Text provided:
○ ○ ○

Friday, November 17, 2006

To ubiquity and beyond!

Well, the truth is out. We now know what the all-time best-selling albums in the UK are. It's a depressing trawl through the mediocrity and safeness of British taste, but that's what we've come to expect, isn't it? More to the fact, it's what we really yearn for, luxuriating in our sense of aesthetic superiority over the drooling tossers who prefer Robbie Williams (six albums!!??) or Robson & Jerome to, plucking a few names, Bowie, Prince and the Smiths.

But there is something interesting about the Top 10. Despite having been smitten by popular music since I was about 13, I've only ever owned three of those albums in any format. And yet each of them provokes a specific reaction, a Proustian babble of memories. They've become so tangled up in our popular culture that we develop responses to them without really ever knowing them.

The chart-topper, Queen's Greatest Hits, is all about summers; specifically lounging by the pool of my friend D's house when I was 15 or 16, flirting ineptly with the cute French and Italian students who brought a sorely-needed air of the cosmopolitan to semi-rural Hampshire in the mid-1980s. "Of course Freddie's gay," I said, a declaration that was met with a snort of derision from D, who now apparently lives with a gentleman friend in Switzerland. I'd always wondered why he never availed himself of the wiggly Eurobabes on offer. The Queen album was little more than background noise, but it's earwormed its way into my DNA, without ever persuading me to buy a copy.

Brothers In Arms, meanwhile, sums up my first term at university. Having endured so many years of philistine conformity, I was eager to plunge into a pool of creative insanity - a collision of Brideshead and Paris 1968 was what I had in mind, or something like it. I found myself in a house with 11 other wide-eyed newbies, every single one of whom owned a copy of Brothers In Arms, and thought it was dead good, especially the guitar solos. Most of them liked Phil Collins as well. This was going to be tougher than I thought...

Anyway, this spawns your task for the weekend. I crave your responses to a creative artefact that you only really know by reputation. Something you've never owned, never properly read, heard or seen, but provokes a specific memory or reaction whenever it pops up on the radar. Conceptual prizes await for the best ones.

○ ○ ○

Raw data:
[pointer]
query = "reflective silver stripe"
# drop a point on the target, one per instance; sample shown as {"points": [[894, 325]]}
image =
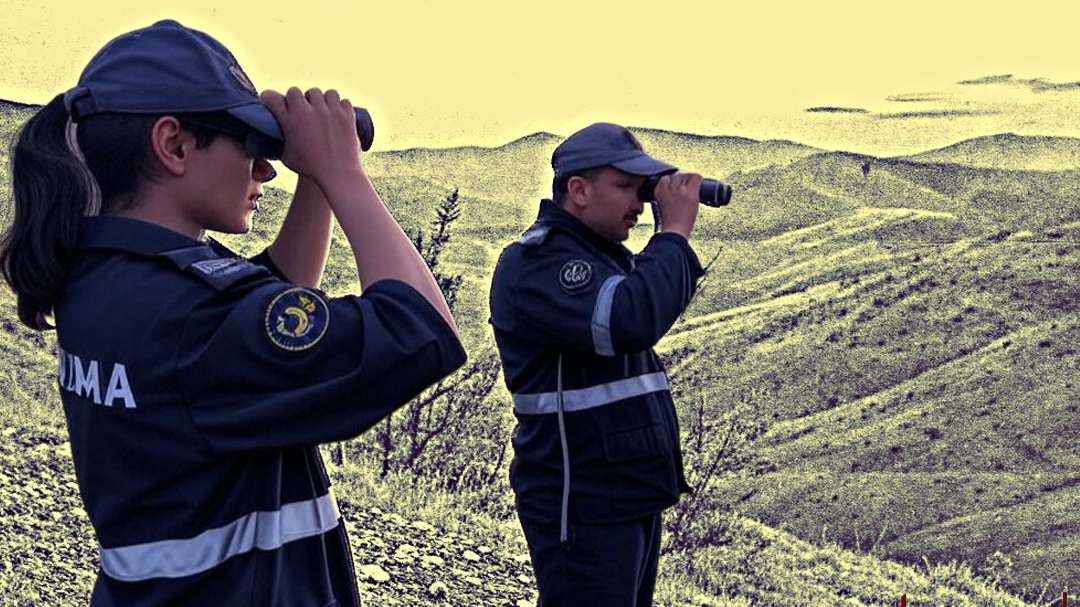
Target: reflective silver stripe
{"points": [[602, 317], [262, 530], [589, 398]]}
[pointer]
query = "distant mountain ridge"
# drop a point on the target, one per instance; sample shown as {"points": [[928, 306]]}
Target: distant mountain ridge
{"points": [[1009, 151]]}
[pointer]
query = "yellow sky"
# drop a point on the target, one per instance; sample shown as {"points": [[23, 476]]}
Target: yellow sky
{"points": [[485, 72]]}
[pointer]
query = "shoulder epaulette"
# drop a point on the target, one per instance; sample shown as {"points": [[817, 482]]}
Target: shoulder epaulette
{"points": [[535, 235], [219, 272]]}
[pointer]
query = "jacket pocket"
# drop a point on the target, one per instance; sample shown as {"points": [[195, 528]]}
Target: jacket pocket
{"points": [[632, 444]]}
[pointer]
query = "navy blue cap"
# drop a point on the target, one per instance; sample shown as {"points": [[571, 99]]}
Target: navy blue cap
{"points": [[605, 145], [169, 68]]}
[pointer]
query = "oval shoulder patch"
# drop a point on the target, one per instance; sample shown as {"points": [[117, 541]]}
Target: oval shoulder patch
{"points": [[296, 319], [576, 274]]}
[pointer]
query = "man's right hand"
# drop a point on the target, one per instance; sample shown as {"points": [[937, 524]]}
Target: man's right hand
{"points": [[676, 197]]}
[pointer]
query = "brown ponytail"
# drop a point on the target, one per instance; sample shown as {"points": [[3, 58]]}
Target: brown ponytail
{"points": [[51, 188]]}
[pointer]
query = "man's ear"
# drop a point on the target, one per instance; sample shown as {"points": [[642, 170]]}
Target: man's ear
{"points": [[577, 190], [171, 145]]}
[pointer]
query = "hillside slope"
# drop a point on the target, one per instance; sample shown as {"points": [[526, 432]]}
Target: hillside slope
{"points": [[46, 554]]}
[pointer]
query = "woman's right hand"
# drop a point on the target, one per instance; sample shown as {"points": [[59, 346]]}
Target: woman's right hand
{"points": [[320, 131]]}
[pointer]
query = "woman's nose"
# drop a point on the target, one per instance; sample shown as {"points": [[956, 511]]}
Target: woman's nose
{"points": [[262, 171]]}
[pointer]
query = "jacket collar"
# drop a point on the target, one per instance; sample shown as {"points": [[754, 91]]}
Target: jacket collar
{"points": [[133, 235], [554, 215]]}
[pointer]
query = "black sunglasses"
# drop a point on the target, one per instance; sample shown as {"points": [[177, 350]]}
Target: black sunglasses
{"points": [[255, 143]]}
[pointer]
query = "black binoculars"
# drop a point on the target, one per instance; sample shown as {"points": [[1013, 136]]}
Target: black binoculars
{"points": [[268, 147], [711, 193]]}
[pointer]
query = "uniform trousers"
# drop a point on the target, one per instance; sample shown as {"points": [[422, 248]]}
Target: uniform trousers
{"points": [[609, 565]]}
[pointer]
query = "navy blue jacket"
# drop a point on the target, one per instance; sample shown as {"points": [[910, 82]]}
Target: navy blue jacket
{"points": [[576, 318], [196, 387]]}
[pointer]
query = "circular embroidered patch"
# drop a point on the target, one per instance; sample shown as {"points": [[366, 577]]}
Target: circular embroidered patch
{"points": [[296, 319], [576, 274]]}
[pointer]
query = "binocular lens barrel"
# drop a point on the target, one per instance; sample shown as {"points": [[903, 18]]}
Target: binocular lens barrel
{"points": [[264, 146], [365, 129], [714, 193], [711, 192]]}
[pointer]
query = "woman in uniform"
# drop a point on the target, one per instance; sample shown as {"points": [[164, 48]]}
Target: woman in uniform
{"points": [[197, 385]]}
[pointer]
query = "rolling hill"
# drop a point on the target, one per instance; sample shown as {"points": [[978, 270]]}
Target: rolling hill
{"points": [[1008, 150]]}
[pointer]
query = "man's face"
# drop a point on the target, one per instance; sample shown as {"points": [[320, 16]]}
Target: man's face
{"points": [[609, 204]]}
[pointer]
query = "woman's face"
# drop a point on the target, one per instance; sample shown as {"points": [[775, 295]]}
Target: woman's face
{"points": [[226, 185]]}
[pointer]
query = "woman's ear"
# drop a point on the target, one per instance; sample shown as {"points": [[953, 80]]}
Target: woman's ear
{"points": [[171, 145]]}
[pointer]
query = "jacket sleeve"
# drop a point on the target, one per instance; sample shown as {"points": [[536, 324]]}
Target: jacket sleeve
{"points": [[281, 365], [559, 296]]}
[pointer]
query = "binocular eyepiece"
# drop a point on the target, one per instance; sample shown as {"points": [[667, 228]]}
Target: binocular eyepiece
{"points": [[268, 147], [711, 192]]}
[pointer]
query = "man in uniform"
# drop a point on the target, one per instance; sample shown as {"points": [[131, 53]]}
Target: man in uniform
{"points": [[576, 315]]}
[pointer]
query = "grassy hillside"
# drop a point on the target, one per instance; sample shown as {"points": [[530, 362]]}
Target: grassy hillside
{"points": [[1007, 150], [923, 394], [48, 552]]}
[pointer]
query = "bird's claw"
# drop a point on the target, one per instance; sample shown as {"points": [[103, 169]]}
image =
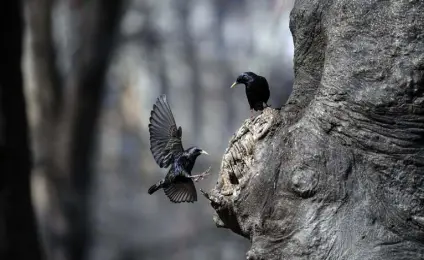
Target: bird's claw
{"points": [[201, 176]]}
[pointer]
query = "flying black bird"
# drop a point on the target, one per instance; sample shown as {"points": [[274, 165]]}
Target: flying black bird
{"points": [[167, 150], [257, 89]]}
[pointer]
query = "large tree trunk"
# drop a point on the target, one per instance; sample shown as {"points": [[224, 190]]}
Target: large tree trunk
{"points": [[18, 234], [69, 105], [338, 173]]}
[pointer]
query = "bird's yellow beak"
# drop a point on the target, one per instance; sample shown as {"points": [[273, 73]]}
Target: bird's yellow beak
{"points": [[234, 84]]}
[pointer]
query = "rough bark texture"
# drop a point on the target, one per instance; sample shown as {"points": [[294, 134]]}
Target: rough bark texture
{"points": [[338, 173], [18, 233]]}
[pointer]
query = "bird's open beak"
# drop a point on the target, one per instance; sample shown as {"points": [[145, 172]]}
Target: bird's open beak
{"points": [[234, 84]]}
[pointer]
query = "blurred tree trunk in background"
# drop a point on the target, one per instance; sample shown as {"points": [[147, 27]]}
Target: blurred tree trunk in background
{"points": [[68, 105], [338, 172], [18, 233]]}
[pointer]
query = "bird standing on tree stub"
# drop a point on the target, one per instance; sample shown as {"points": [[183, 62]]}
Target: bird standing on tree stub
{"points": [[167, 150], [257, 90]]}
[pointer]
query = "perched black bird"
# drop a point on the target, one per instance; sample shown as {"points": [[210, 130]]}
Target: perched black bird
{"points": [[257, 89], [167, 149]]}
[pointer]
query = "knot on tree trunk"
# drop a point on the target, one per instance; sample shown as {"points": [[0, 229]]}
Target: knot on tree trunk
{"points": [[240, 164]]}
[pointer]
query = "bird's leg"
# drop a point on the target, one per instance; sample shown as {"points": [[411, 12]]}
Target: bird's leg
{"points": [[199, 177], [252, 113]]}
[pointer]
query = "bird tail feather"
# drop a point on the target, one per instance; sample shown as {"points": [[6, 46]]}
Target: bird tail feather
{"points": [[155, 187]]}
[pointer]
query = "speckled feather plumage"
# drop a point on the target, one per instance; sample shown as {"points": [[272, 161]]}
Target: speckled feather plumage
{"points": [[167, 150]]}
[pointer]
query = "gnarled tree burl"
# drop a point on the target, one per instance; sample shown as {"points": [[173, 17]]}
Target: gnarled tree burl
{"points": [[338, 173]]}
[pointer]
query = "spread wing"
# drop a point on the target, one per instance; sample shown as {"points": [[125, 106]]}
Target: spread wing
{"points": [[165, 137]]}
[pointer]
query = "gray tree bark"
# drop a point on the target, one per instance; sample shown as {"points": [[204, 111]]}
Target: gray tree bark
{"points": [[69, 104], [338, 172], [18, 233]]}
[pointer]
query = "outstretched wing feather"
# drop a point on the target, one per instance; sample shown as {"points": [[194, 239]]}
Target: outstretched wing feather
{"points": [[165, 136]]}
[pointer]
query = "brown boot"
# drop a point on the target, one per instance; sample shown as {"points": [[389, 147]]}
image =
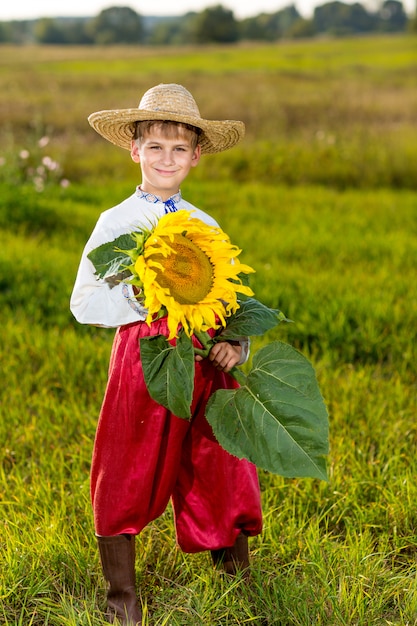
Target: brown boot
{"points": [[117, 556], [235, 559]]}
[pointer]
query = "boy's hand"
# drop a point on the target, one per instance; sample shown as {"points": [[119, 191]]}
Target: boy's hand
{"points": [[224, 355]]}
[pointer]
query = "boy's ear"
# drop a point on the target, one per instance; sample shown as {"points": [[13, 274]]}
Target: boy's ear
{"points": [[134, 152]]}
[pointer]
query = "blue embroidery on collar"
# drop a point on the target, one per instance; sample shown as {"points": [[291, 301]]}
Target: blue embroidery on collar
{"points": [[169, 205]]}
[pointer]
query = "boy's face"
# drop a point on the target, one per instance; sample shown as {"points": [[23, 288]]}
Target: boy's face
{"points": [[165, 161]]}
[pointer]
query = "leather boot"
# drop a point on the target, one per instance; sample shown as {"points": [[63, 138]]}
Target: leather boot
{"points": [[117, 556], [235, 559]]}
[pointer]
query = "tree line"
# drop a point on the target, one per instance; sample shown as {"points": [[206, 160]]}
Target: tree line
{"points": [[216, 24]]}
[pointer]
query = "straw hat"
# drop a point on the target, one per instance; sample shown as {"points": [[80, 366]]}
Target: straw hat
{"points": [[172, 103]]}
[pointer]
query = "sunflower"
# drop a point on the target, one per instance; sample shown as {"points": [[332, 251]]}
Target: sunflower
{"points": [[190, 271]]}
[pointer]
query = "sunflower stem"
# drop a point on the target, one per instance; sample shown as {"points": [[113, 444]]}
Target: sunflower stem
{"points": [[206, 341]]}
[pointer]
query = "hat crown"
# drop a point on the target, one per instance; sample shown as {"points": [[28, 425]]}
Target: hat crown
{"points": [[170, 98]]}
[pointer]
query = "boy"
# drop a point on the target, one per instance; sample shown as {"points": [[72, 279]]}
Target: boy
{"points": [[143, 455]]}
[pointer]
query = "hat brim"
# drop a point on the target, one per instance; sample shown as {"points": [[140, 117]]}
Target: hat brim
{"points": [[118, 127]]}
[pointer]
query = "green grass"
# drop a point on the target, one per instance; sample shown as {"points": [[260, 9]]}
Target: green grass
{"points": [[337, 258]]}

○ ○ ○

Required actions:
- a) Echo the album-charts post word for word, starting at "The chart-topper, Queen's" and ending at "buy a copy.".
- b) Answer these questions from the album-charts post:
(i) Which album is named as the chart-topper?
(ii) How many of the Top 10 albums has the writer ever owned in any format?
(iii) How many other newcomers shared the writer's house during the first term at university?
The records come from a separate source, not from this post.

Set of answers:
- a)
The chart-topper, Queen's Greatest Hits, is all about summers; specifically lounging by the pool of my friend D's house when I was 15 or 16, flirting ineptly with the cute French and Italian students who brought a sorely-needed air of the cosmopolitan to semi-rural Hampshire in the mid-1980s. "Of course Freddie's gay," I said, a declaration that was met with a snort of derision from D, who now apparently lives with a gentleman friend in Switzerland. I'd always wondered why he never availed himself of the wiggly Eurobabes on offer. The Queen album was little more than background noise, but it's earwormed its way into my DNA, without ever persuading me to buy a copy.

- b)
(i) Queen's Greatest Hits
(ii) Three
(iii) Eleven